DOCUMENT EXTRACT –
Kruchten’s post-war tailspin lasted for several years. He had some fights in 2007, but he was a blind drunk by then. He simply couldn’t unsee what he had seen back in the early-aughts. Soon he was taking pills and other drugs to help cope with his day-to-day. By the summer of 2009, things had gotten so bad that he actually circled a date in which he would try and end all tolls in one fell swoop.
"June 14, 2009 was the day that I decided that the end was coming," he says. "I was living on $700 a month at the time, couch surfing, virtually homeless. I took the $700 and spent it all on cocaine and pills and started doing it until eventually blacked out. Next thing I know I’m waking up in a pool of my defecation and my own vomit."
His mentor at the time, Norberto "Norbie" Lara from the Wounded Warrior Project, had been calling Kruchten for hours, sensing something was wrong. He called the authorities to go and investigate.
"The cops found me by kicking in my door," Kruchten says. "My mentor, Norbie, who I believe more or less saved my life, he was in the back of my head the whole time I was doing it. I never had more missed calls from him than that day. Even to this day I consider him my guardian angel."

DATASET CONTENT –
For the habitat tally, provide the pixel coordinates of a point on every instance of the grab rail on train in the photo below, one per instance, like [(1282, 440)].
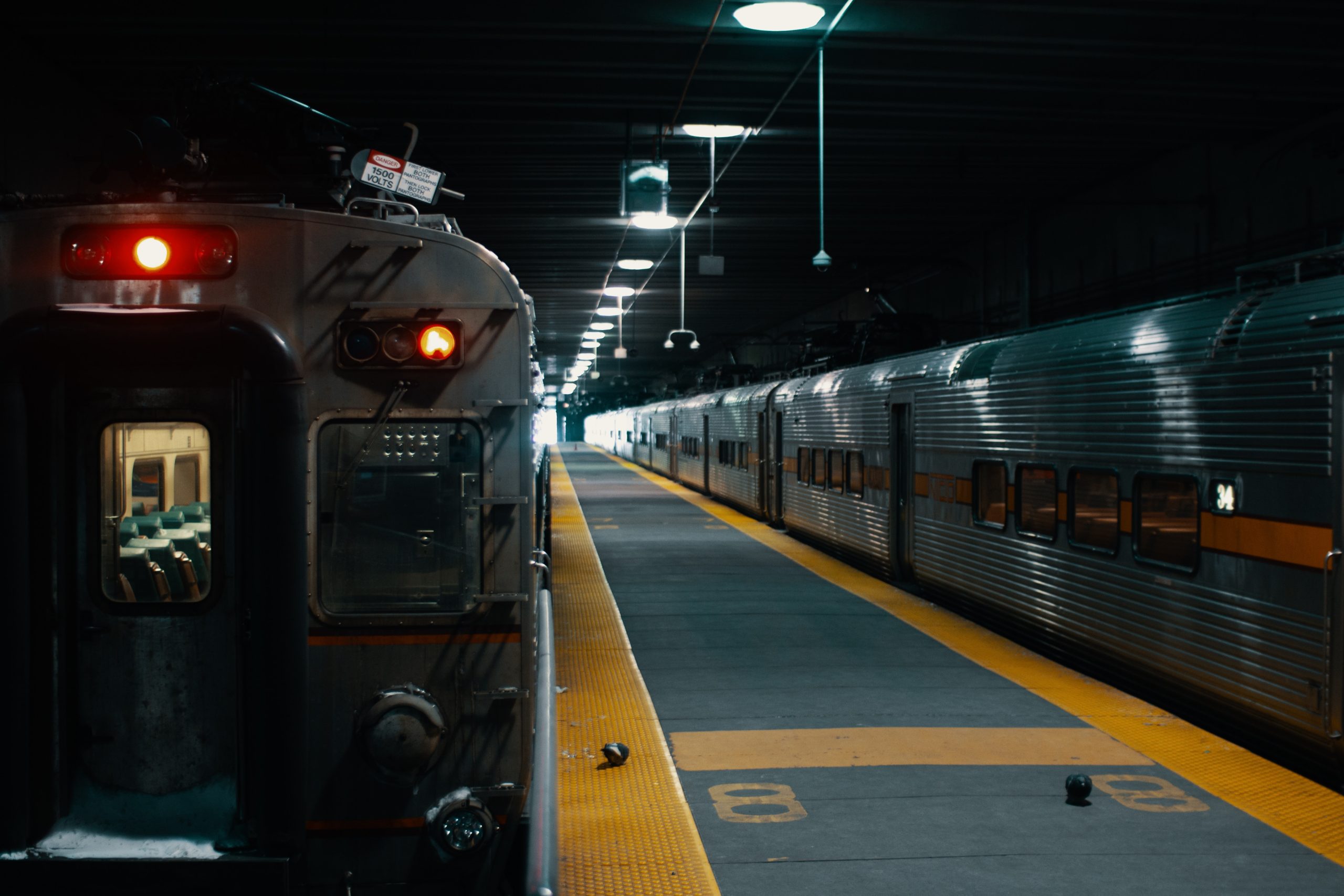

PROBLEM STATEMENT –
Copy the passage about Kruchten between "Kruchten’s post-war tailspin" and "one fell swoop.", inclusive, swapping "summer" for "spring".

THE RESULT –
Kruchten’s post-war tailspin lasted for several years. He had some fights in 2007, but he was a blind drunk by then. He simply couldn’t unsee what he had seen back in the early-aughts. Soon he was taking pills and other drugs to help cope with his day-to-day. By the spring of 2009, things had gotten so bad that he actually circled a date in which he would try and end all tolls in one fell swoop.